(EXERCISE GOAL)
Exactly reproduce the lines from the one holding "Please place a point on the man's open" through the final line of the listing below, with both ends included and nothing else.

+++ RECORDS FOR THIS TASK

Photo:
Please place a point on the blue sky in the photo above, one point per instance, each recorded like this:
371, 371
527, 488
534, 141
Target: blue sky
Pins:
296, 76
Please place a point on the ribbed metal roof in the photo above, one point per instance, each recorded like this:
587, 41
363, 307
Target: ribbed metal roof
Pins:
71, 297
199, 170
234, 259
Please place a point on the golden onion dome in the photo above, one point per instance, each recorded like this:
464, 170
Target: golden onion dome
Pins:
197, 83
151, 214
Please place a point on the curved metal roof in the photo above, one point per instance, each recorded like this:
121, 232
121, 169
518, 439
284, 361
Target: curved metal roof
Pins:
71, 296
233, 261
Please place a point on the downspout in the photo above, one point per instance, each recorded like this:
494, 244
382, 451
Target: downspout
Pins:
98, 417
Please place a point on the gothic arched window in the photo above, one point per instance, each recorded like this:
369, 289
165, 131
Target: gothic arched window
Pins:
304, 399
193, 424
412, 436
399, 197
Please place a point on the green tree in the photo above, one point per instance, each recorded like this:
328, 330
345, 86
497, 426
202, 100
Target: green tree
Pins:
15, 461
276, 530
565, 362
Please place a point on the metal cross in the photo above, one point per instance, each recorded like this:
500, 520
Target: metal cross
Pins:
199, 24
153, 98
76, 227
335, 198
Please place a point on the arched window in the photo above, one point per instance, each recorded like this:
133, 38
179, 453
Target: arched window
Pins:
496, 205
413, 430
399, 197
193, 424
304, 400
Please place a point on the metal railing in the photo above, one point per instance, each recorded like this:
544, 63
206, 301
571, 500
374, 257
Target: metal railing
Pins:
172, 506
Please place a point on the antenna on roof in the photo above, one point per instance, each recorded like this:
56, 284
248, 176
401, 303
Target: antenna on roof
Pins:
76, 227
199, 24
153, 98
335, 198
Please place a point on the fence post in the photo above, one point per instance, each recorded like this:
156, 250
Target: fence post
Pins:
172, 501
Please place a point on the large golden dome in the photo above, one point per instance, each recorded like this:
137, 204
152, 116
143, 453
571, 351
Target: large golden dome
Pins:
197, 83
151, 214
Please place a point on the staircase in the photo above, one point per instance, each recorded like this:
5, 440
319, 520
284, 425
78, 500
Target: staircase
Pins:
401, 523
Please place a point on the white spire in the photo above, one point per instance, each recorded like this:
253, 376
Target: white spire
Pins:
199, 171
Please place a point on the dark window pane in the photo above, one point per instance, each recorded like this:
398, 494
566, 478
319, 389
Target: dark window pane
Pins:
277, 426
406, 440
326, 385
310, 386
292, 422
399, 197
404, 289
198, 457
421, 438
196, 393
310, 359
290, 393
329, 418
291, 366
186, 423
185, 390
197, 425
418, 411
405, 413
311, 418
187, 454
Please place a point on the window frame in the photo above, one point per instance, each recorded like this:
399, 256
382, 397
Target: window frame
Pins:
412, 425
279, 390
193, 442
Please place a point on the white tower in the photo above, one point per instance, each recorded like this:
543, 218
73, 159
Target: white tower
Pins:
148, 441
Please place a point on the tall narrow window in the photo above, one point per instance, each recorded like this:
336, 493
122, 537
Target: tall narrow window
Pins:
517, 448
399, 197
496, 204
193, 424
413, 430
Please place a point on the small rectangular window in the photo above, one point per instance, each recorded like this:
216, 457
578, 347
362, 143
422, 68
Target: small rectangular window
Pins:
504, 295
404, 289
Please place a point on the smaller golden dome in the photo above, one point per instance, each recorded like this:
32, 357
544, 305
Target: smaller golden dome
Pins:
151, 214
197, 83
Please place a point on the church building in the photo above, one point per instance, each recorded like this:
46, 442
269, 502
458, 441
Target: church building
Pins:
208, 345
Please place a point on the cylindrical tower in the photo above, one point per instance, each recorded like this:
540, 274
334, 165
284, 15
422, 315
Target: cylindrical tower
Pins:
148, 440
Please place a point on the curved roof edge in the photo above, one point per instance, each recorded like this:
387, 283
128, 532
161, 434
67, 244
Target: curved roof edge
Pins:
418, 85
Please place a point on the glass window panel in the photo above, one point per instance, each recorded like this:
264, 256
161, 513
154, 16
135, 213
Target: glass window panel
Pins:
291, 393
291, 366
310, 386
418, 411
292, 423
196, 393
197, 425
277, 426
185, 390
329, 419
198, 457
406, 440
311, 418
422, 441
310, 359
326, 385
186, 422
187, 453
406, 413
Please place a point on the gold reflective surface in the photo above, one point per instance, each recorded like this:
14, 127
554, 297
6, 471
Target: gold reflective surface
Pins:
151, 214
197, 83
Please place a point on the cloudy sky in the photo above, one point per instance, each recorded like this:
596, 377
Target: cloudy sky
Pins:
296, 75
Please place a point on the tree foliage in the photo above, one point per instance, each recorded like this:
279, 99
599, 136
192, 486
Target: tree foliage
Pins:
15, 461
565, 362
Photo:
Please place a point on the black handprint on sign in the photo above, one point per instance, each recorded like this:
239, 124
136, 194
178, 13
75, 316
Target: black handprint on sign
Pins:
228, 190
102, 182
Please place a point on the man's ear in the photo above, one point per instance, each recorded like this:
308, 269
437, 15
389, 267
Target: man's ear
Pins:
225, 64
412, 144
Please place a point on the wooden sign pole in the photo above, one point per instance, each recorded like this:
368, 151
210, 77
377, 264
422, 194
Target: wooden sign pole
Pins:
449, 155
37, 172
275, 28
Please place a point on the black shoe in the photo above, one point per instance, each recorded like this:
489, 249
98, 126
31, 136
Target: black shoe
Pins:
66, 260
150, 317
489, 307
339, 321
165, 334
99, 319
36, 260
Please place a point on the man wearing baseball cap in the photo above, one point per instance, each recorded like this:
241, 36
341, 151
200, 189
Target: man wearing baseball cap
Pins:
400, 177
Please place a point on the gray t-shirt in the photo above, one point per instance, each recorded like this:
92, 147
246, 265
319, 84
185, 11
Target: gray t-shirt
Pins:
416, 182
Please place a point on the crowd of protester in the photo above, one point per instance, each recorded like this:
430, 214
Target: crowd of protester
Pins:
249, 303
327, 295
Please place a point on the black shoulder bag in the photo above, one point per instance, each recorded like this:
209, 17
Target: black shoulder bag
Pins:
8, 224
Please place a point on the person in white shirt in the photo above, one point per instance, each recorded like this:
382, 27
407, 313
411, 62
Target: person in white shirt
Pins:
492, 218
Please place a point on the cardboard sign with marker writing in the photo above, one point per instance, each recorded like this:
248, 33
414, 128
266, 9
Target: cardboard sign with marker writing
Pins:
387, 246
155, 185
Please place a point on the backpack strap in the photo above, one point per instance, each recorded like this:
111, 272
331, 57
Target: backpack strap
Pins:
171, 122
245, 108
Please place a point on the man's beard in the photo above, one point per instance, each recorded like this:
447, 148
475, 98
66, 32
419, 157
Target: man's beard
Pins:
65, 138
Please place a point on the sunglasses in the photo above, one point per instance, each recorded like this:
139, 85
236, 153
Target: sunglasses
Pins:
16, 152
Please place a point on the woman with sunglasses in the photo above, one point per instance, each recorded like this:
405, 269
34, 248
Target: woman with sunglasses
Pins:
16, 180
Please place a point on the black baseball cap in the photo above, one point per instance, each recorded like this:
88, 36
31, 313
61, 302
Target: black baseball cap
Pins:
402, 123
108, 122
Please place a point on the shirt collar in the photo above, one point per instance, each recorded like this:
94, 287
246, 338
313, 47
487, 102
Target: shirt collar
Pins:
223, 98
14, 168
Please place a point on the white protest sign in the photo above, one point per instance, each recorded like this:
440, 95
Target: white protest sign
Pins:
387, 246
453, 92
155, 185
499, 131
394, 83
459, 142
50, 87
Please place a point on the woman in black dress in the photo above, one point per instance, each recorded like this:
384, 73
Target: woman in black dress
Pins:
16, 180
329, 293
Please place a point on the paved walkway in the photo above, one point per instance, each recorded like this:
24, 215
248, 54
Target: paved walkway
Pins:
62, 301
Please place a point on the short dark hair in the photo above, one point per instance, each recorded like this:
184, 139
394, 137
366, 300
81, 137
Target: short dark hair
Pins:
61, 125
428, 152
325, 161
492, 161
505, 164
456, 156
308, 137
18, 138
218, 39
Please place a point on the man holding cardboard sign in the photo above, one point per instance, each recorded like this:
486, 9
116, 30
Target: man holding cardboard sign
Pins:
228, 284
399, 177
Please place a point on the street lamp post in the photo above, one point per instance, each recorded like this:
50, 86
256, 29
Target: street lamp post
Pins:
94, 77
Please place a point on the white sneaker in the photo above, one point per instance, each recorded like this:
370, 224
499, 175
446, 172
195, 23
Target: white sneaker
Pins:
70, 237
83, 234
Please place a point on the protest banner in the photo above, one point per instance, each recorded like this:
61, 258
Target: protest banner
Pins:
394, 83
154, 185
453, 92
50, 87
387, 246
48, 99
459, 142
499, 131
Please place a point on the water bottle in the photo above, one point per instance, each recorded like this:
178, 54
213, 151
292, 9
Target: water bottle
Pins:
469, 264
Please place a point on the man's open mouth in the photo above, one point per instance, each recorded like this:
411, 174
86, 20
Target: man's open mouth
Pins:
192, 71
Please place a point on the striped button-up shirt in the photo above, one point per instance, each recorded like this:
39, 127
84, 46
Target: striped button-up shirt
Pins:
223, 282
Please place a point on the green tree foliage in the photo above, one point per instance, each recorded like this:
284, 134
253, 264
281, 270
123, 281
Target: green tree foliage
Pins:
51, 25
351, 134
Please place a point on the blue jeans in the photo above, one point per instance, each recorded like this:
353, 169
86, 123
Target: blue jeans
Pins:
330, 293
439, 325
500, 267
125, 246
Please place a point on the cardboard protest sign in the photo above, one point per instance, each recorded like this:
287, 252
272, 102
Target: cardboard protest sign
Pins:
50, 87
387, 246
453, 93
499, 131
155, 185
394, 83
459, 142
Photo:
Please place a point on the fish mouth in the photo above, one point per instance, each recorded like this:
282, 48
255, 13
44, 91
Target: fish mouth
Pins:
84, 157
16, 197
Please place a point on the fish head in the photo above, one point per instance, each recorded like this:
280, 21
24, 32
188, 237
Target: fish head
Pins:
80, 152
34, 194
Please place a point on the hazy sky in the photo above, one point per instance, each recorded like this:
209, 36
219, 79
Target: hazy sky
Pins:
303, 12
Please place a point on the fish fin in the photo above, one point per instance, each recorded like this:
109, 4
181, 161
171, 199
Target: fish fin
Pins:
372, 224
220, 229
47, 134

++++++

(TASK OUTPUT)
Please place a point on the man's open mouth in the photo above, one point per instance, each recorded like this:
411, 174
86, 20
Target: man's open mouth
Pins:
192, 71
Please place a point on the striped button-up shirt in the photo above, one point per instance, each recorded like this:
39, 127
84, 46
Target: striped button-up shirt
Pins:
223, 282
Please place a point on the green tree foliage in the photo above, one point per instance, each recorded like this:
284, 134
253, 264
281, 270
123, 281
Target: green tree foliage
Pins:
51, 25
351, 134
Please place a point on the blue jeans in the photo above, one point per instance, each recorded like this:
353, 169
86, 123
Target: blue jeans
Pins:
330, 293
439, 325
500, 267
125, 246
Please place a point on the cardboard protest sign in the photo above, one point per instance, each recorded like this:
287, 252
272, 102
Target: cardboard protest sign
Pins:
50, 87
387, 246
453, 93
499, 131
155, 185
394, 83
459, 142
Photo:
Please place a point on the fish mouth in the photo above, one point per instance, each recorded like this:
282, 48
255, 13
44, 91
Target: fish mouth
Pins:
84, 157
16, 197
Please place a point on the fish head in the photo above, one point per instance, each recorded like this:
280, 21
24, 32
188, 237
Target: fish head
Pins:
80, 152
34, 194
Please place a point on the hazy sky in the photo above, one point per instance, each recorded like this:
209, 36
219, 79
Target: hazy sky
Pins:
303, 12
Please place a point on the fish fin in the photo above, one point per instance, each recorded like this:
109, 4
181, 161
171, 199
Target: fish fin
Pins:
372, 224
220, 229
47, 134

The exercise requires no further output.